> **Tasks and exercises**:
1. In the article on misogyny and green card renewals, how long is the current wait for a renewed permanent residency card?
2. Pick up the article on misogyny and green card renewals after its final sentence and carry it forward.

> **Document passage**:
The discussion touches on the effect of radicalizing the next generation of misogynists.
Social media influencers online, for example, have the potential to reach billions of screens, regardless of how politically correct what they have to say is. Sometimes, women — a vulnerable minority making up approximately one half of the world’s population — become an easy target.
“It’s very easy to put the blame on someone else, and women are very easy to blame,”Russell said.
Of course, misogyny is not the only dish on the menu. The topic of immigration also touches close to home for many of the students at NECC.
One source, who requested to remain anonymous, fleshed out in detail the semantics revolving around the now-rescinded three-year extension by the Biden administration for expiring green cards.
A green card is an official document issued to immigrants by the United States to signify their official permanent residence in the country.
A green card makes an immigrant a lawful, permanent resident.
The Biden administration previously issued a three-year-extension for green card renewals, which has now been rescinded by the Trump administration. The current waiting period for a renewed permanent residency card is approximately 26 months, the anonymous source said.
The anonymous source explained how this muddies the water for international travel. Permanent residents everywhere face the same problem: leave the United States with no valid visa to permit reentry. This creates a problem for those interested in visiting family for the holiday season.

> **Record extracts**:
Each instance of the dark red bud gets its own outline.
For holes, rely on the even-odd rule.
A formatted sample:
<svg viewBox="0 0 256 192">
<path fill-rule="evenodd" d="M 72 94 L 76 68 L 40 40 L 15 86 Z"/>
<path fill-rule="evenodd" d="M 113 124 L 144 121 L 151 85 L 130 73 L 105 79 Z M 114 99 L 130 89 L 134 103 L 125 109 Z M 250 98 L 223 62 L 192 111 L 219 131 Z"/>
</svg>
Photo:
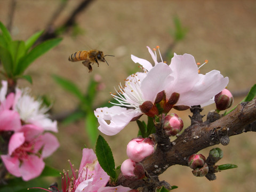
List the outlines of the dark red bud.
<svg viewBox="0 0 256 192">
<path fill-rule="evenodd" d="M 150 101 L 144 102 L 140 106 L 140 109 L 141 112 L 150 117 L 154 117 L 155 115 L 158 115 L 157 108 Z"/>
</svg>

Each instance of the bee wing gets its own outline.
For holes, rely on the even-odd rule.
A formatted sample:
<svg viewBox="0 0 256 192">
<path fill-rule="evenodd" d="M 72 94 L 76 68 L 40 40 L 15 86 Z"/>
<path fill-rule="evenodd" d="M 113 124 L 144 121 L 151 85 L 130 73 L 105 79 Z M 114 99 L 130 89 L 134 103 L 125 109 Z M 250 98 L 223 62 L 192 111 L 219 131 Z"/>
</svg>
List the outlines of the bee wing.
<svg viewBox="0 0 256 192">
<path fill-rule="evenodd" d="M 86 59 L 82 62 L 85 67 L 88 67 L 89 69 L 89 73 L 92 71 L 92 67 L 91 65 L 91 62 L 90 61 L 90 59 Z"/>
</svg>

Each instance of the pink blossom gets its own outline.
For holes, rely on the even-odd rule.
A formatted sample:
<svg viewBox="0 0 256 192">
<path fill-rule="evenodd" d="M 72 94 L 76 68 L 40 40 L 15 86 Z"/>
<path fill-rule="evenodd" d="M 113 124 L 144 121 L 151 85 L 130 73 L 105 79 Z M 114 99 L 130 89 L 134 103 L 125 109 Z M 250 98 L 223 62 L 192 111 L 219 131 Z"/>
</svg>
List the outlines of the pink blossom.
<svg viewBox="0 0 256 192">
<path fill-rule="evenodd" d="M 57 138 L 34 125 L 23 125 L 11 137 L 7 155 L 1 155 L 8 171 L 23 180 L 39 176 L 44 168 L 43 158 L 59 147 Z"/>
<path fill-rule="evenodd" d="M 154 142 L 148 138 L 135 138 L 127 145 L 128 157 L 135 162 L 140 162 L 155 151 Z"/>
<path fill-rule="evenodd" d="M 191 55 L 174 53 L 171 64 L 167 65 L 162 60 L 158 62 L 156 53 L 148 47 L 148 49 L 154 66 L 149 61 L 132 55 L 133 61 L 141 65 L 145 73 L 130 75 L 125 80 L 125 85 L 120 84 L 119 91 L 117 91 L 116 94 L 111 94 L 117 101 L 113 103 L 117 106 L 98 108 L 94 111 L 100 124 L 98 129 L 103 133 L 116 134 L 131 121 L 138 119 L 143 114 L 151 117 L 158 115 L 154 103 L 161 92 L 164 91 L 167 101 L 176 93 L 179 95 L 178 100 L 173 105 L 190 107 L 212 103 L 211 98 L 221 91 L 228 83 L 228 78 L 224 78 L 220 71 L 215 70 L 205 75 L 198 74 L 198 68 Z M 160 57 L 162 60 L 161 54 Z M 142 110 L 141 107 L 145 102 L 151 103 L 152 108 Z M 167 113 L 169 110 L 165 112 Z"/>
<path fill-rule="evenodd" d="M 174 136 L 183 129 L 183 121 L 177 114 L 171 114 L 164 118 L 164 129 L 169 136 Z"/>
<path fill-rule="evenodd" d="M 130 159 L 123 162 L 121 169 L 124 177 L 129 180 L 136 180 L 145 177 L 145 170 L 142 164 Z"/>
</svg>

> **Results in order**:
1. About 26 months, according to the anonymous source.

2.
Not only could a permanent resident lose their job, their home, their education opportunities, but their family as well. For families with different passports
from different countries, parents face another risk of separation from their spouse and children.
“It’s hard to see how that effects people in your own personal communities,” the anonymous source said.
They also explained how they feel disenfranchised from their constitutional right to free speech.
“If I were to engage in any kind of activism, that could spiral into an investigation in my family,” they said.
For group goers, the discussion was sobering.
“Hearing about this from a person [of color], it’s very real,” Dez Kelly, Liberal Arts major said.
NECC’s Global Politics Club meets at the Haverhill Commons, room 201 in the Spurk building on the Haverhill campus, at 1:45 p.m. every Wednesday.